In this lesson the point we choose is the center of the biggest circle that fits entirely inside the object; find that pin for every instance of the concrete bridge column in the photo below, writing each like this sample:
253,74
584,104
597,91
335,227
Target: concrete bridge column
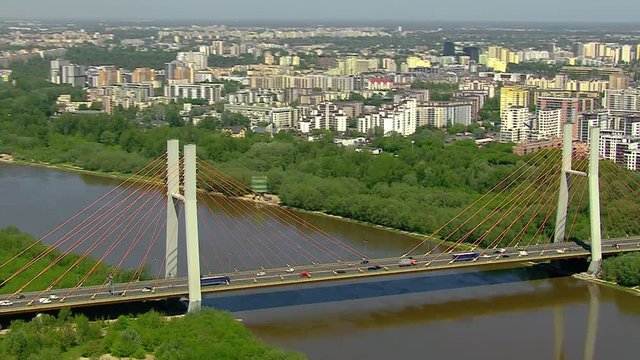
594,201
563,194
173,190
191,225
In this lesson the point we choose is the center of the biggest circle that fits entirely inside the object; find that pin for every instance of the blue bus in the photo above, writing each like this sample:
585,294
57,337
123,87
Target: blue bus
465,256
214,280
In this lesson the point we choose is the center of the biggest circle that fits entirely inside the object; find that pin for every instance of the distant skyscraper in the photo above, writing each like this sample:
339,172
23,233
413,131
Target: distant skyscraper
448,49
472,52
196,60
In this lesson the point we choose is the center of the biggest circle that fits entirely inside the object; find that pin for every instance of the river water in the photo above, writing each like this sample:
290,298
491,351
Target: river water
525,313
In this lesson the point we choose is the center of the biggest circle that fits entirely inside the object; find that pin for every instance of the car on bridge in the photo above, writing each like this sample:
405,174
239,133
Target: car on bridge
214,280
465,256
407,262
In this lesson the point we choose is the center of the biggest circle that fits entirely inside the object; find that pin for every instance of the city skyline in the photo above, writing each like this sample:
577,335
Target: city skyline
328,10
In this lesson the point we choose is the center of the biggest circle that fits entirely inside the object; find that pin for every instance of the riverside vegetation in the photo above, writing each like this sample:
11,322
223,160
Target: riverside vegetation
417,184
622,269
208,334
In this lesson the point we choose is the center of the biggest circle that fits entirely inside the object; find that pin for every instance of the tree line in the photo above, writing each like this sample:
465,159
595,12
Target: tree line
417,184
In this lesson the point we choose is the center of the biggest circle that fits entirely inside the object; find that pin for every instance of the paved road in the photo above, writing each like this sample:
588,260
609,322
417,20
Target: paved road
177,287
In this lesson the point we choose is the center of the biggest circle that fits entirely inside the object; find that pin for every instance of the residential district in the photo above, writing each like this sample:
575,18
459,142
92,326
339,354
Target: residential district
357,82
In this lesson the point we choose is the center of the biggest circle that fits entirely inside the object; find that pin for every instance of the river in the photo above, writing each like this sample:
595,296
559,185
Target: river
525,313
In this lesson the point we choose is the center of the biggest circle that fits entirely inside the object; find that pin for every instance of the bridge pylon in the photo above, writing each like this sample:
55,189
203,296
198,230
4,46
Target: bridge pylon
594,192
190,218
594,200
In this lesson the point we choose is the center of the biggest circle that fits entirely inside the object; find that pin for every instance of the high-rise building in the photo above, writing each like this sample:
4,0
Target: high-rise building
217,47
324,116
514,125
589,119
569,107
549,124
618,81
401,119
625,99
625,53
513,96
143,75
269,59
448,49
195,60
56,70
472,52
109,75
444,113
210,92
178,71
75,75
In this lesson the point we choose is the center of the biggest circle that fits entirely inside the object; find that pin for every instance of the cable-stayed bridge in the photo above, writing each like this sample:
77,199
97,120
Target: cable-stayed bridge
538,213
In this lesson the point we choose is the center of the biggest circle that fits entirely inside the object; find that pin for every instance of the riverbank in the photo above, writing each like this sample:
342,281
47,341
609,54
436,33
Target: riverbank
122,176
418,236
148,336
594,279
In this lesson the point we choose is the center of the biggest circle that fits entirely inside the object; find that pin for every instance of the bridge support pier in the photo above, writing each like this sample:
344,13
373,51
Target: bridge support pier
173,191
563,194
594,201
190,218
191,225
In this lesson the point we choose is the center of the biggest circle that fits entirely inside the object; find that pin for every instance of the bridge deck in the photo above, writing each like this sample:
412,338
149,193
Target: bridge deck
177,287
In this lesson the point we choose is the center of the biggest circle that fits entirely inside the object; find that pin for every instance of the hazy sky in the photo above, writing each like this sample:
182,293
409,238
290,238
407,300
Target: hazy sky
326,10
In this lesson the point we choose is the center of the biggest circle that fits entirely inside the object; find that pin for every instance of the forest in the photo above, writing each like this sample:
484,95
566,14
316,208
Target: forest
622,269
419,183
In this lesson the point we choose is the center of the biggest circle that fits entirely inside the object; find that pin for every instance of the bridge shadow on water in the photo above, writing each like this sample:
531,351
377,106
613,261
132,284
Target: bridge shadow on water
388,286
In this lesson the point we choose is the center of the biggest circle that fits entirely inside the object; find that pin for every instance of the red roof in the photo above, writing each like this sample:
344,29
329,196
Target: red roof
380,80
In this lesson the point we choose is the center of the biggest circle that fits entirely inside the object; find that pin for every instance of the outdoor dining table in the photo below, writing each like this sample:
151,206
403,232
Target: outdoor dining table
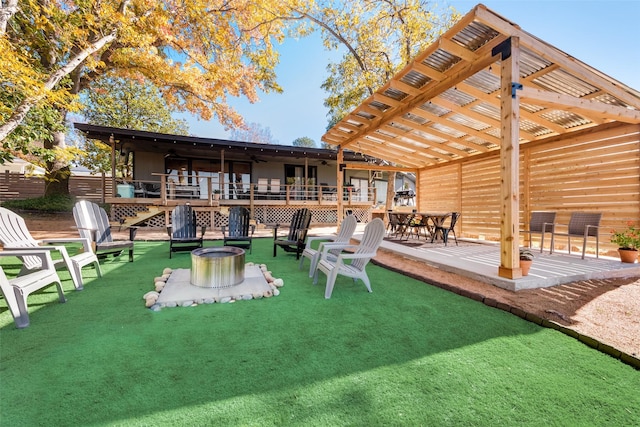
437,219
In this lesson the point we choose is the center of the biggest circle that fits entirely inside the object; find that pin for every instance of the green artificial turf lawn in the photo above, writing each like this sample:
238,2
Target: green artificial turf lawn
406,354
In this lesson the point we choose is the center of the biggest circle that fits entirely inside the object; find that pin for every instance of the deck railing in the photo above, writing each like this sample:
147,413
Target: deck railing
211,190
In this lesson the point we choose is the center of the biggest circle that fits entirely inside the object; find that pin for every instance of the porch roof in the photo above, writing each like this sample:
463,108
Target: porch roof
192,146
446,105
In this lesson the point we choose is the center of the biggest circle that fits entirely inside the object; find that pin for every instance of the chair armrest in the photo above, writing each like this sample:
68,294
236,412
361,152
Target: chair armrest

Requirement: When you repeat the listing, keep it exact and leave the pictures behind.

Answer to this task:
In this lesson the point we choose is the center of the biggest circle that fits entirely inside the object; find that pin for every instance of the concrete bridge column in the photo below, writing each like this sample:
253,74
584,104
597,91
335,227
Target: concrete bridge column
594,201
563,194
173,190
191,225
In this lesson the point we choose is the center of the biggest circle that fits entirely inside the object; find that pin for every instance of the blue bus in the photo above, writing each like this sample:
585,294
57,337
123,87
Target: blue bus
465,256
214,280
In this lesson the point we choose is the center of the biggest circle that fits entirely inside the object; find that pin for every instance of the distant skyscraper in the photo above, writing each like this sample:
339,172
23,233
413,131
Target: distant skyscraper
448,49
472,52
196,60
In this lesson the point we choose is the center of the biggest circle that fits entirely inside the object; find that pin for every instance of the river water in the photo above, writing each like this sample:
290,298
491,351
Target: river water
525,313
In this lesson the point we choose is the center of the biggest circle that fits entirely inside the object; find that pin for every instance of the car on bridge in the photo above, writing each like this sample:
405,174
239,133
Target: car on bridge
214,280
465,256
407,262
In this lesson the point we choose is the center of the biggest circle that fits entirely inside the object; find that pin for every instance of the city skyline in the photo above, writing each like this sample:
577,335
Target: city skyline
328,10
In this lesson the point we choose is the center of the biggest circle that fits entirely inside the object; find that pin for every instance of the riverside vegetation in the photo above, writing each like this sample:
11,322
223,160
Target: riverside vegetation
417,184
622,269
208,334
In this lesson the point we choose is the center of the biggest circle that fits entirely inside the object; find that pin for every instance of the tree line in the photo above, writing each like this sample:
465,159
595,12
Target: tree line
417,184
In this lesson the point we choose is the center of the biggest circle that fits entirely inside the object; find that pin for every instance of the paved road in the photo above, writing each like this sample:
588,260
609,322
417,20
Target: paved road
177,287
In this lesson the point we choose is the center of the biggest circle that fits entirely inside the object; find that pin for every instance of the residential district in the photo above, writing each like this sample:
575,18
459,142
92,326
339,354
Target: residential district
357,82
In this lesson the point we choose is the center of the biggest circle that fits entirely inside the object; find that pin for every instance of the river in the photo above, writing each like this sample:
595,296
559,185
Target: river
525,313
In this lesson the point we choose is the center of the biggest circle that fits entirely inside the object; find that pin for every instance of the bridge pylon in the photo above, writing each like this sample:
55,189
203,296
198,230
4,46
Target: bridge pylon
594,192
190,218
594,200
In this lesson the point we choose is the center of the biggest circle that fits entirely inside the object; find that pin for every instance of the high-rise building in the photo above, writing each like this sample:
4,0
Target: high-rise building
217,47
324,116
514,125
589,119
569,107
549,124
618,81
401,119
625,99
625,53
513,96
143,75
269,59
448,49
195,60
56,70
472,52
109,75
444,113
210,92
178,71
75,75
In this lesson the point we choose is the center of the biggest circle that fits entirely inside the object; find that pin for every instance of the cable-stayed bridge in the photo above, writing each like this sample:
77,199
97,120
Target: cable-stayed bridge
538,213
In this lesson the point we choose is the center of the biggest circle that fits entirely inside the object; find that pin for every instance of the riverbank in the photo above, writing each like this sample:
342,281
47,341
609,54
436,33
Target: riverbank
122,176
418,236
148,336
594,279
In this lesson the point we choose is the center of the biggest circle that fits entirely inside the object; find that pin for every instance of the bridge support pier in the photo above, writing each like this sample:
344,13
373,51
Target: bridge support pier
173,191
563,194
594,201
190,218
191,225
In this lesson the point we choose is the center of the biggest circle that fits entirely inside the object; find that pin for every instance of the bridge deck in the photo above, writing each like this sample:
412,338
149,193
Target: bridge deck
177,287
In this lesson the point we choose is the center of the biggest circle that fits entirely inside the object; find that pin for every instance of the hazy sky in the photo above, writing each like this sample:
182,293
409,238
290,238
407,300
Target: hazy sky
326,10
In this lesson the point we choose is the center of the biggest circle that fits entirely inside the object; find that pin for every instance of the forest in the photo above, writing each like this sample:
484,95
566,14
316,208
Target: forest
622,269
419,183
In this lesson the point we choose is the center of the biggest circle that fits entirely inside the object; find that pin for every instance of the bridge shadow on water in the photo above, writing each like this sample:
531,351
377,106
613,261
132,284
Target: bridge shadow on water
388,286
In this lesson the point we choose is the center of the biggest circle that fits entirely inside the object; find that pin for every instance of the red roof in the photo above, writing each like this sample:
344,29
329,196
Target: red roof
380,80
In this lesson the point we choose is the center of the biggest circle that fits entirely inside the object; find that pin for every instance of the outdoor dining table in the photo below, writing each like this sample:
151,206
403,232
Target: outdoor dining table
437,219
In this lesson the point we choose is the center of the biggest circle that fits entirely inside the object; find that pin for every instance of the green artificial turf lawn in the photo above, writing each like this sample:
238,2
Target: green artificial turf lawn
406,354
In this lesson the point we choose is the center of the biggest circle that fits entirely inside the object; find that pin for every instance of the deck railing in the photo above, writing each like this sample:
147,413
Target: deck railing
211,190
In this lesson the point we choose is the center of the biggest circle that fits entirely inside the object; find that pin for every instance of the porch roof in the photo above, writing each like this sample:
463,108
Target: porch roof
192,146
446,105
In this lesson the point we choose is the center of the biggest circle that fits entirely inside the object; find that pin for every instance of the chair armrest in the photo above, writing each like this sample:
68,294
236,412
361,152
Target: chair armrest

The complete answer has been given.